Altinity grabs $4M seed to build cloud version of ClickHouse open-source data warehouse

Earlier this month, cloud data warehouse Snowflake turned heads when it debuted on the stock market. Today, Altinity, the commercial company behind the open-source ClickHouse data warehouse, announced a $4 million seed round from Accel along with a new cloud service, Altinity.Cloud.

“Fundamentally, the company started out as an open-source services bureau offering support, training and [custom] engineering features into ClickHouse. And what we’re doing now with this investment from Accel is we’re extending it to offer a cloud platform in addition to the other things that we already have,” CEO Robert Hodges told TechCrunch.

As the company describes it, “Altinity.Cloud offers immediate access to production-ready ClickHouse clusters with expert enterprise support during every aspect of the application life cycle.” It also helps with application design and implementation and production assistance, in essence combining the consulting side of the house with the cloud service.

The company was launched in 2017 by CTO Alexander Zaitsev, who was one of the early adopters of ClickHouse. Up until now the startup has been bootstrapped with revenue from the services business.

Hodges came on board last year after a stint at VMware because he saw a company with tremendous potential, and his background in cloud services made him a good person to lead the company as it built the cloud product and moved into its next phase.

ClickHouse at its core is a relational database that can run in the cloud or on-prem with big improvements in performance, Hodges says. And he says that developers are enamored with it because you can start a project on a laptop and scale it up from there.

“We’re very simple to operate, just a single binary. You can start from a Docker image. You can run it anywhere, literally anywhere that Linux runs, from an Intel Nuc all the way up to clusters with hundreds of nodes,” Hodges explained.

The investment from Accel should help them finish building the cloud product, which has been in private beta since July, while helping them build a sales and marketing operation to help sell it to the target enterprise market. The startup currently has 27 people, with plans to hire 15 more.

Hodges says that he wants to build a diverse and inclusive company, something he says the tech industry in general has failed at achieving. He believes that one of the reasons for that is the requirement of a computer science degree, which he says has created “a gate for women and people of color,” and he thinks by hiring people with more diverse backgrounds, you can build a more diverse company.

“So one of the things that’s high up on my list is to get back to a more equitable and diverse population of people working on this thing,” he said.

Over time, the company sees the cloud business overtaking the consulting arm in terms of revenue, but that aspect of the business will always have a role in the revenue mix because this is complex by its nature, even with a cloud service.

“Customers can’t just do it entirely by having a push-button interface. They will actually need humans that work with them, and help them understand how to frame problems, help them understand how to build applications that take care of that […] And then finally, help them deal with problems that naturally arise when you’re when you’re in production,” he said.

§ **Provided material**:
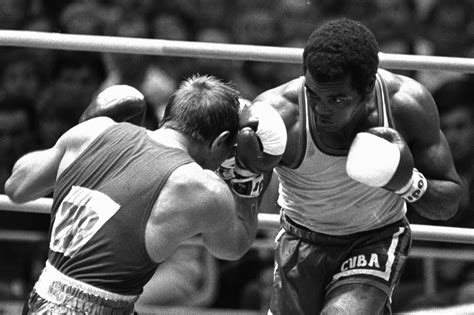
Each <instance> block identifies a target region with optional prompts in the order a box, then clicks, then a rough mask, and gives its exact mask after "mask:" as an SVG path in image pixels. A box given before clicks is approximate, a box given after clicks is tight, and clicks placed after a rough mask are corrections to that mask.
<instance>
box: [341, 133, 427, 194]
mask: <svg viewBox="0 0 474 315" xmlns="http://www.w3.org/2000/svg"><path fill="white" fill-rule="evenodd" d="M346 172H347V174H348V175H349V177H351V178H352V179H354V180H356V181H358V182H361V183H363V184H366V185H368V186H372V187H383V188H385V189H387V190H390V191H393V192H395V193H396V194H398V195H400V196H401V197H402V198H404V199H405V200H406V201H408V202H414V201H416V200H418V199H420V198H421V196H423V194H424V193H425V192H426V189H427V185H428V182H427V180H426V179H425V177H424V176H423V174H421V173H420V172H419V171H418V170H417V169H415V168H414V162H413V156H412V154H411V152H410V149H409V148H408V145H407V144H406V142H405V141H404V140H403V138H402V137H401V135H400V134H399V133H398V132H397V131H396V130H395V129H392V128H387V127H374V128H370V129H369V130H367V131H365V132H360V133H358V134H357V135H356V137H355V139H354V141H353V142H352V145H351V148H350V149H349V154H348V156H347V164H346Z"/></svg>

§ **Parts of the exercise**:
**A)** Transcribe the Altinity article from "The company was" up to and including "its next phase.".
**B)** Summarize the Altinity article in two sentences.

§ **Answers to the tasks**:
**A)**
The company was launched in 2017 by CTO Alexander Zaitsev, who was one of the early adopters of ClickHouse. Up until now the startup has been bootstrapped with revenue from the services business.

Hodges came on board last year after a stint at VMware because he saw a company with tremendous potential, and his background in cloud services made him a good person to lead the company as it built the cloud product and moved into its next phase.

**B)** Altinity, the commercial company behind the open-source ClickHouse data warehouse, announced a $4 million seed round from Accel and a new cloud service, Altinity.Cloud. The investment should help it finish the cloud product, in private beta since July, and build a sales and marketing operation aimed at the enterprise market.